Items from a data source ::
------------------------------------------------------------------------

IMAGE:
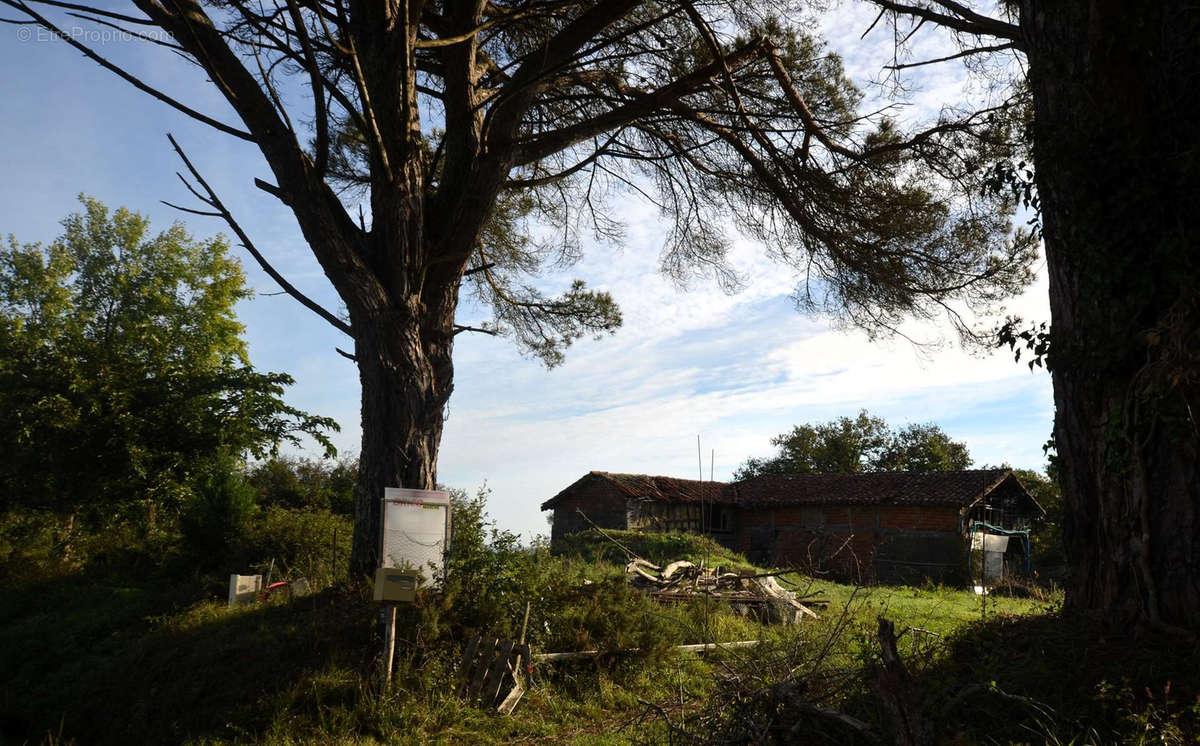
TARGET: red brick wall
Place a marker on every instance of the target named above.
(845, 539)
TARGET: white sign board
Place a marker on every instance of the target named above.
(993, 565)
(415, 531)
(989, 542)
(244, 588)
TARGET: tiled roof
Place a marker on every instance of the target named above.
(641, 486)
(877, 488)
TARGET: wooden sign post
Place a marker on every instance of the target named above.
(413, 537)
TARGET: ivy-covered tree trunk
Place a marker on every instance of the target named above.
(403, 346)
(1117, 149)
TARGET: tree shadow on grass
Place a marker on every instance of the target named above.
(93, 661)
(1059, 678)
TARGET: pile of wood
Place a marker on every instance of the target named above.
(749, 593)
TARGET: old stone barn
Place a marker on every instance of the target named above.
(882, 527)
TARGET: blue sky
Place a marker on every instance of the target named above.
(735, 370)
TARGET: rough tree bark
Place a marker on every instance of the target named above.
(1116, 146)
(539, 101)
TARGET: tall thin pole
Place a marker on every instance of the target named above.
(700, 467)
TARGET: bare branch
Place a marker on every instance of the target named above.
(129, 77)
(215, 202)
(965, 20)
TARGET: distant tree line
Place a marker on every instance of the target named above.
(864, 443)
(127, 399)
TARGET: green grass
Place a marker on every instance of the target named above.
(95, 657)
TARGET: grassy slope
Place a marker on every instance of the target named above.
(99, 660)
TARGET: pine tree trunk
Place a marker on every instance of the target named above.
(406, 380)
(1117, 152)
(403, 334)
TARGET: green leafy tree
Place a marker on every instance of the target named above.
(293, 482)
(123, 372)
(723, 114)
(862, 444)
(1109, 166)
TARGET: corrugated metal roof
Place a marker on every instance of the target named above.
(646, 487)
(876, 488)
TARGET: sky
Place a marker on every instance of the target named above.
(733, 370)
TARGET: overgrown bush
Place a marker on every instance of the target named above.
(293, 482)
(219, 510)
(310, 543)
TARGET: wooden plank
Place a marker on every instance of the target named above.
(468, 663)
(591, 654)
(486, 649)
(389, 642)
(497, 672)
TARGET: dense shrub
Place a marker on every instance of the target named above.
(293, 482)
(310, 543)
(217, 511)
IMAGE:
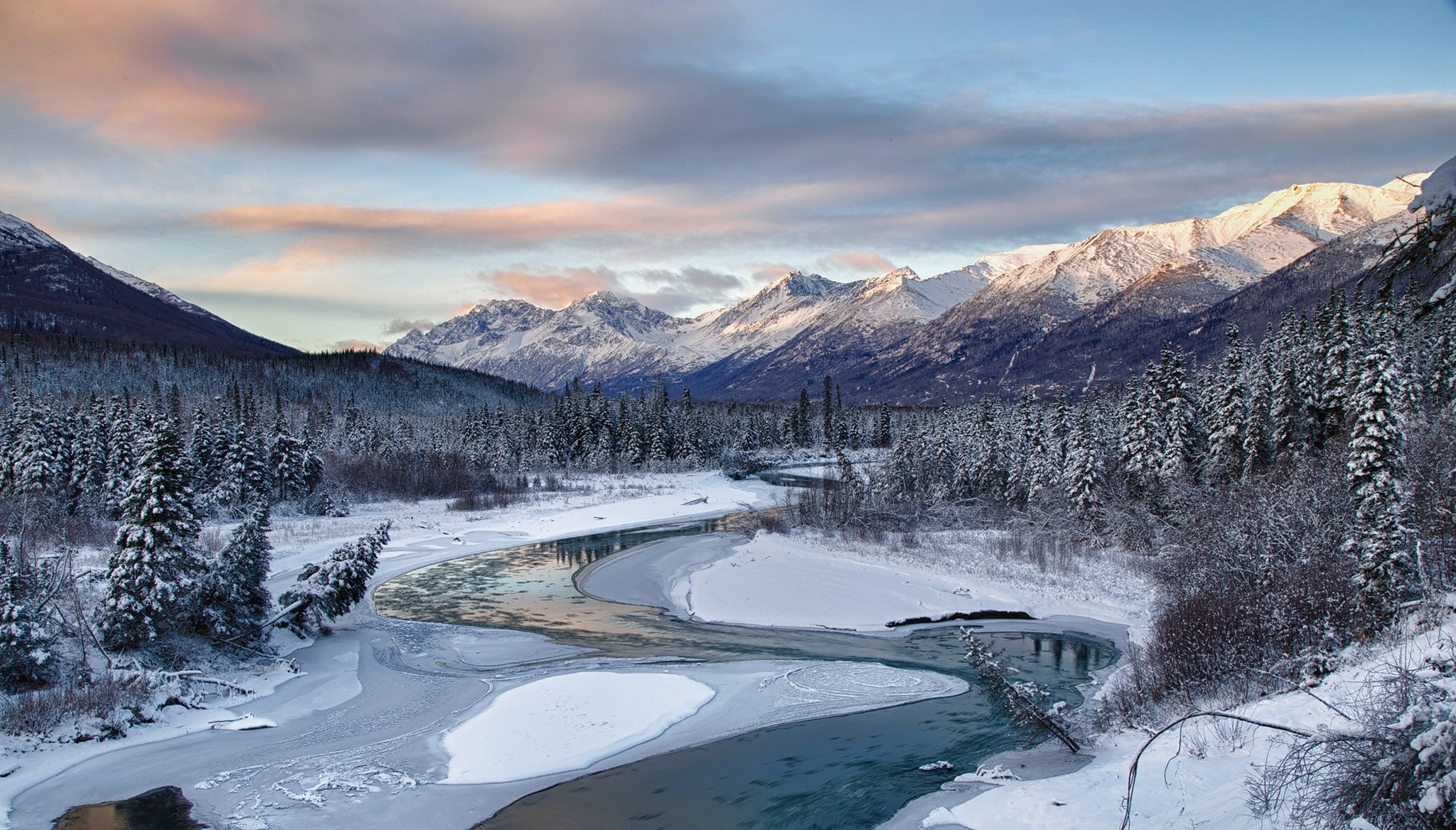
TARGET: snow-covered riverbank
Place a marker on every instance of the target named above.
(360, 735)
(811, 581)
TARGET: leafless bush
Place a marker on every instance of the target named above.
(1363, 767)
(105, 698)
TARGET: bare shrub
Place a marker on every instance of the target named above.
(1389, 765)
(105, 698)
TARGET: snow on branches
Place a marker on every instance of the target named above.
(331, 589)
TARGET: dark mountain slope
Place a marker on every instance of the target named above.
(48, 287)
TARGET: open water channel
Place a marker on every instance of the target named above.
(851, 771)
(842, 772)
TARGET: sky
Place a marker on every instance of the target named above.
(332, 174)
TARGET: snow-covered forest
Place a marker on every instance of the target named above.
(1289, 503)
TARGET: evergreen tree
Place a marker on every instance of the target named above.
(233, 599)
(331, 589)
(155, 564)
(1082, 469)
(23, 639)
(1376, 468)
(1228, 418)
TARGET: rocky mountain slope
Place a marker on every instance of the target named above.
(625, 346)
(1071, 315)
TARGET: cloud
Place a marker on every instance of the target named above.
(670, 292)
(638, 94)
(519, 226)
(855, 262)
(400, 326)
(650, 108)
(112, 65)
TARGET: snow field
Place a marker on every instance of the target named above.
(567, 723)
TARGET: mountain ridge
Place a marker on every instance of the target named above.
(46, 286)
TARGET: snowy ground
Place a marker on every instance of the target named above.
(1190, 778)
(383, 713)
(815, 581)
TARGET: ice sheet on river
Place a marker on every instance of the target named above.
(575, 721)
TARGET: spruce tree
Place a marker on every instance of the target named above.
(1082, 468)
(23, 639)
(1228, 417)
(233, 599)
(155, 564)
(331, 589)
(1376, 468)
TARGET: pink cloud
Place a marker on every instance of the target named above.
(109, 63)
(855, 262)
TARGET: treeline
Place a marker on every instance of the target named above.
(1293, 496)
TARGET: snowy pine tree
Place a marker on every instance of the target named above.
(233, 599)
(23, 639)
(1376, 468)
(1082, 469)
(331, 589)
(155, 563)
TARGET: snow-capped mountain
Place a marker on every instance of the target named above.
(152, 289)
(623, 344)
(906, 336)
(1128, 279)
(50, 287)
(599, 336)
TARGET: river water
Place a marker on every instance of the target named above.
(851, 771)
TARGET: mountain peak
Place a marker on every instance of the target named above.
(15, 232)
(801, 284)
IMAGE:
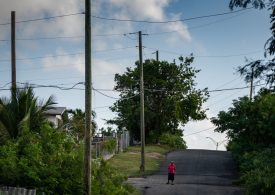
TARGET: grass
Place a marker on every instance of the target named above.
(128, 162)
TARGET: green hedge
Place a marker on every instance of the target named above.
(51, 162)
(173, 141)
(258, 172)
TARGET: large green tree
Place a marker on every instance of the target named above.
(263, 68)
(248, 124)
(170, 98)
(22, 111)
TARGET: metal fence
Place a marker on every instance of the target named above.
(16, 191)
(122, 142)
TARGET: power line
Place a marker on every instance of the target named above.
(170, 21)
(236, 88)
(40, 57)
(195, 27)
(70, 54)
(45, 18)
(207, 56)
(114, 49)
(199, 131)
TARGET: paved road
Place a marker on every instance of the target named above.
(198, 172)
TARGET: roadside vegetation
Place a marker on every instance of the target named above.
(250, 122)
(128, 162)
(249, 126)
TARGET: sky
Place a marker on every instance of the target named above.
(50, 52)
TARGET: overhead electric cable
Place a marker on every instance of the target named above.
(45, 18)
(40, 57)
(170, 21)
(199, 131)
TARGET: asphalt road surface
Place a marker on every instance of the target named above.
(199, 172)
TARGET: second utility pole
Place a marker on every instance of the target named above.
(13, 51)
(142, 128)
(88, 99)
(251, 83)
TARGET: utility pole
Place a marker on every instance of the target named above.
(157, 55)
(142, 130)
(88, 100)
(251, 83)
(13, 51)
(216, 143)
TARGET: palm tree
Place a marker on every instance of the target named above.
(23, 111)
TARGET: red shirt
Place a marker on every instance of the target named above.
(172, 168)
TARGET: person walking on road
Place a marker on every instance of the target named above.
(171, 172)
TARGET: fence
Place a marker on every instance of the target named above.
(16, 191)
(122, 142)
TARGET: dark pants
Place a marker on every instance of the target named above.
(171, 176)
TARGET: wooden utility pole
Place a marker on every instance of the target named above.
(13, 51)
(142, 130)
(88, 100)
(251, 83)
(157, 55)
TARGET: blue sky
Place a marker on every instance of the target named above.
(220, 44)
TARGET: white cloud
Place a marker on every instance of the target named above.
(62, 62)
(29, 9)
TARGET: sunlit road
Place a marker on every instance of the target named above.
(204, 172)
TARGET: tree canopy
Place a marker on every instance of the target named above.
(249, 124)
(22, 112)
(263, 68)
(170, 98)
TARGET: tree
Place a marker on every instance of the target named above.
(22, 112)
(249, 124)
(263, 68)
(170, 98)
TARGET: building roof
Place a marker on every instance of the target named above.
(55, 111)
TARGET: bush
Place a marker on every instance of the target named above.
(258, 170)
(172, 140)
(106, 180)
(109, 145)
(52, 162)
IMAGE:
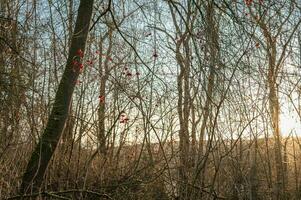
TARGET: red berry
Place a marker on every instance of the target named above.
(80, 53)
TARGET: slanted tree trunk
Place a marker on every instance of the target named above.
(36, 168)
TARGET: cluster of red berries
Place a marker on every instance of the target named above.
(128, 73)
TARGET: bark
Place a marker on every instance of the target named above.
(36, 168)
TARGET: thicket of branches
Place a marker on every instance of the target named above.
(161, 99)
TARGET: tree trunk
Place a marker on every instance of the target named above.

------------------------------------------------------------------------

Task requirements ::
Take the line containing "TARGET: white cloud" as the first line and the last line of the data above as the final one, and output exactly the lines between them, inclusive, with no pictures.

Output for this exercise ::
TARGET: white cloud
Place a marker on every instance of the target named above.
(62, 62)
(29, 9)
TARGET: sunlit road
Place a marker on every instance of the target named above.
(204, 172)
TARGET: tree canopy
Place a marker on every instance of the target named above.
(249, 124)
(22, 112)
(263, 68)
(170, 98)
TARGET: tree
Place a marker on every instance of the target named above.
(22, 112)
(249, 124)
(263, 68)
(170, 98)
TARGET: building roof
Place a marker on every instance of the target named above.
(55, 111)
TARGET: bush
Place a marker on every instance of the target named above.
(258, 170)
(172, 140)
(106, 180)
(109, 145)
(52, 162)
IMAGE:
TARGET: red berry
Place a marker on every instance of the target named above.
(80, 53)
TARGET: slanted tree trunk
Place a marker on every instance of the target named above.
(36, 168)
TARGET: cluster of red berries
Place a marker on every instance of the target named above.
(128, 73)
TARGET: bark
Place a marker on every instance of the target named above.
(36, 168)
TARGET: thicket of branches
Place a marker on every instance of the target named above.
(161, 99)
TARGET: tree trunk
Place a marker on every instance of the target named above.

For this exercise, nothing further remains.